SOURCE PASSAGE:
Shepherd becoming somewhat better, Atwater left him with one assistant to run the east line of Range 6 to the lake as best he could, and started for Cleveland with the sick man. They returned back to the northeast corner of Palmyra Township, and then started west on the line between Palmyra and Paris. In this litter Atwater carried Bickwell five days-and a distance of fifty miles. He had a high fever all the time, and his reason but a part of the time. On the fifth day they arrived at the south line of Independence, Cuyahoga County, on the 25th of July, 1797, and Bickwell died about two hours after their arrival. He was buried near the river, on the south line of that town, on the farm subsequently owned by Squire Frazer. He was the second white person that died on the Reserve, David Eldridge, one of the party being drowned the May previous in swimming Grand River. Upon Atwater's return he found Shepherd at the northeast corner of Nelson Township, and they then ran the east line of Range 6 northward to the lake. This finished the township lines of the Reserve, the eastern line of Portage County being the last one surveyed. The men were nearly all worn out, and sickness prevailed to an alarming extent. Peleg Washburn and William Andrews, two of the company, died in Cleveland, in August, and nearly every man was sick. A man by the name of Tinker, the principal boatman, and from whom Tinker's Creek took its name, in going down the lake in the fall was drowned, together with two others, by the capsizing of their boat. One or two boat-loads of sick were sent off early in the fall, and the last of the surveying party left the Reserve the fore part of November, 1797, a sorry, sickly-looking set of being, the very reverse of what they were in the spring.
Such were the sufferings and trials of those hardy bands of surveyors who prepared the way for the coming of the pioneers, and whose descendants, while enjoying the blessings of the present, can scarcely realize that only eighty-eight years ago such was the condition of this beautiful country. So suddenly and so strangely has the genius of change and alteration waved its charmed wand over the land, that the unwritten history of those early days is recalled as one remembers a fading dream. We are living in an age of invention and machinery. These have largely destroyed the romance of frontier life, and much of the strange, eventful realities of the past are rapidly becoming mythical, and the narratives of the generation that settled the Western Reserve, abounding in rich treasure of incidents and character, are being swallowed up and forgotten in the surging, eventful present.

AIM 1: List every person named in the account of the 1797 Western Reserve survey who is said to have died.
AIM 2:
Answer these questions using the account of the 1797 Western Reserve survey.
(a) On what date did Bickwell die?
(b) How did David Eldridge die?
(c) When did the last of the surveying party leave the Reserve?
AIM 3: Write a continuation of the account of the 1797 Western Reserve survey, starting right after its final sentence.

INFORMATION SUPPLIED:
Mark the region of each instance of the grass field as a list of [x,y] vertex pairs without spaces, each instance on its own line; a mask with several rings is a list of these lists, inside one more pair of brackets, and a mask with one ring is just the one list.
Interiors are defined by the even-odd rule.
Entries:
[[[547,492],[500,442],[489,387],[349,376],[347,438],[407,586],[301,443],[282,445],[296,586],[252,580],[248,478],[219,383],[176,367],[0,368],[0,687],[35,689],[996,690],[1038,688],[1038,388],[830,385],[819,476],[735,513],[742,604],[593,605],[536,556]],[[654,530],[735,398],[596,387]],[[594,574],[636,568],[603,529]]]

EXPECTED ANSWER 1:
Bickwell
David Eldridge
Peleg Washburn
William Andrews
Tinker

EXPECTED ANSWER 2:
(a) July 25, 1797
(b) He drowned while swimming Grand River.
(c) The fore part of November, 1797

EXPECTED ANSWER 3:
At the time the first settlement was made within the present limit of Portage County, if formed a part of Jefferson, erected July 29, 1797, and which then embraced all of the territory inside the following boundaries, with the seat of justice at Steubenville:
Beginning upon the bank of the Ohio River, where the western boundary of Pennsylvania crosses it, and down the said river to the southern boundary of the fourth township in the third range (of those seven ranges of townships that were surveyed in conformity to the ordinance of Congress of the 20th of May, 1785), and with the said southern boundary west, to the southwest corner of the sixth township of the fifth range; thence north along the western boundary of the said fifth range to the termination thereof; thence due west to the Muskingum River, and up the Muskingum and Tuscarawas Rivers to and with the Portage, between the latter and the Cuyahoga River; thence down the Cuyahoga to Lake Erie; thence easterly along the shore of the lake to the western boundary of Pennsylvania, and south with the same to the place of beginning.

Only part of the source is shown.